◆ Task item ◆
Please keep the pictures out and write out exactly the lines from the first in the data below through the one containing "Target: blurred background player", both included.

◆ Source data ◆
^^^^^^^^^^^^^^^^

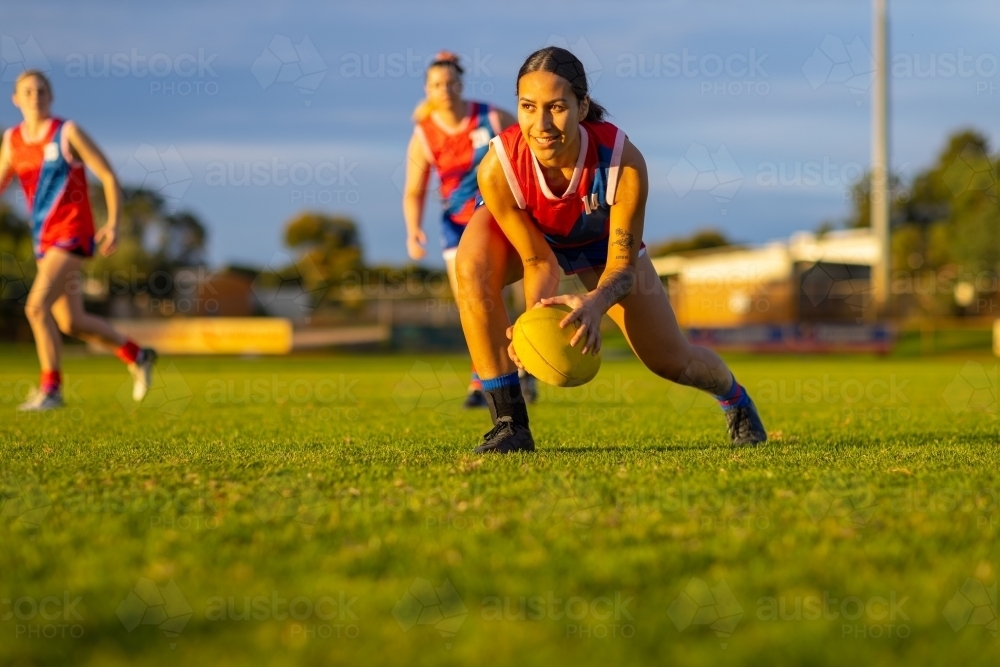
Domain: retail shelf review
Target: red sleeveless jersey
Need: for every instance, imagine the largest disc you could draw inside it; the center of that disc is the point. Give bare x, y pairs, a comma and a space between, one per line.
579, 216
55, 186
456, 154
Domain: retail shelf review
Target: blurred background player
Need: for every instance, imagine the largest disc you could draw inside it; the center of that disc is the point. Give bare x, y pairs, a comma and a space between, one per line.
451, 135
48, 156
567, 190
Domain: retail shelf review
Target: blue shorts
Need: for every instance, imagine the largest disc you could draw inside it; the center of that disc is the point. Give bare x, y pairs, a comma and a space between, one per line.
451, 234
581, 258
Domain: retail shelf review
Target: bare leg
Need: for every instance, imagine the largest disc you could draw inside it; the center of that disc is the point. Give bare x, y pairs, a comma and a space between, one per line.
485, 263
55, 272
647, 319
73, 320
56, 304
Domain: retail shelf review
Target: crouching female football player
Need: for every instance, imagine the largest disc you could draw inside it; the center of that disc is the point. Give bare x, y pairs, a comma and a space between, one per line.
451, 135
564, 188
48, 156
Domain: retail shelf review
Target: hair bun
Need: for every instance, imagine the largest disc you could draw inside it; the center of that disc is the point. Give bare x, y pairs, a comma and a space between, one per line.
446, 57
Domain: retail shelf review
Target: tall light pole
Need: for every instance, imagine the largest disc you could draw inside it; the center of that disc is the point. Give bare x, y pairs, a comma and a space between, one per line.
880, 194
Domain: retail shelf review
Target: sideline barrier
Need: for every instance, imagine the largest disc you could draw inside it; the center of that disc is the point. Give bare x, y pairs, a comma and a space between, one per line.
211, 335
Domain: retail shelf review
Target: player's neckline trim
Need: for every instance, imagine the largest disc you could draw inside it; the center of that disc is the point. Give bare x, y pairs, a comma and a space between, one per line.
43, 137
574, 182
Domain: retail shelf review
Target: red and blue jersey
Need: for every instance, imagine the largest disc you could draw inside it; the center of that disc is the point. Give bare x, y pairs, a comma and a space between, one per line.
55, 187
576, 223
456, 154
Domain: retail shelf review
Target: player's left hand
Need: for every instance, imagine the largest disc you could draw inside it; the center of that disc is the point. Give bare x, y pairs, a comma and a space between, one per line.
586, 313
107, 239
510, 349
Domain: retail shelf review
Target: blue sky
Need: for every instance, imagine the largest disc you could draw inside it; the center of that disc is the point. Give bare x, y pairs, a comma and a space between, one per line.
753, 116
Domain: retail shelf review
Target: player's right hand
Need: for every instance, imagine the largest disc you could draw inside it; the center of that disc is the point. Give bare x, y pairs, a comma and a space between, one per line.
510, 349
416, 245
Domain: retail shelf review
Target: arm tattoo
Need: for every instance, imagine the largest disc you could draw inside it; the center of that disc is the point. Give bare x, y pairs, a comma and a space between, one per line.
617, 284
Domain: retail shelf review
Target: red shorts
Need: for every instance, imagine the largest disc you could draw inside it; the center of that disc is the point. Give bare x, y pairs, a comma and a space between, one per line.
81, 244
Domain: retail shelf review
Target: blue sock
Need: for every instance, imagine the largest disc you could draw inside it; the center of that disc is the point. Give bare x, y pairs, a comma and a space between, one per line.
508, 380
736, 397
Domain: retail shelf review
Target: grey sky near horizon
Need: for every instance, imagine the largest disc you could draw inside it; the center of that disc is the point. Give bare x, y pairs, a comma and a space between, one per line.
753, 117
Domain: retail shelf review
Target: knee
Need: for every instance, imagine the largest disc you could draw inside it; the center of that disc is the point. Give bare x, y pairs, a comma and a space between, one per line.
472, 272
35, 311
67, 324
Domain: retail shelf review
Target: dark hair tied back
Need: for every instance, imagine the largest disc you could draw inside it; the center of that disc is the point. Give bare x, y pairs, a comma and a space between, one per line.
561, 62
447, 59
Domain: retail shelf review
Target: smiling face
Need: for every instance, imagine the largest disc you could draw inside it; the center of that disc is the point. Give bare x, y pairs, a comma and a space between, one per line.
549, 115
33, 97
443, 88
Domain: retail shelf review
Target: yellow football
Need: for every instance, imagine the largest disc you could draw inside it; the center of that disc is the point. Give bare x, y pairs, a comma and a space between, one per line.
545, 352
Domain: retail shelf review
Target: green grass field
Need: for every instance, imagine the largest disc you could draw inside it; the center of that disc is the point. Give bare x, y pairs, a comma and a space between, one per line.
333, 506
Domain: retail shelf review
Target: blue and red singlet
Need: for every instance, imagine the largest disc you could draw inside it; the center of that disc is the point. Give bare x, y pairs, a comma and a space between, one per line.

^^^^^^^^^^^^^^^^

◆ Exercise solution ◆
Domain: retail shelf review
Target: red sleeveless jersey
Need: for every instance, imagine the largest disc you could draw inside it; the center of that disc is the point. Give bare x, y pairs, a comma and a space between, one per line.
579, 216
55, 186
456, 154
Domain: retail shelf review
Target: blurred background player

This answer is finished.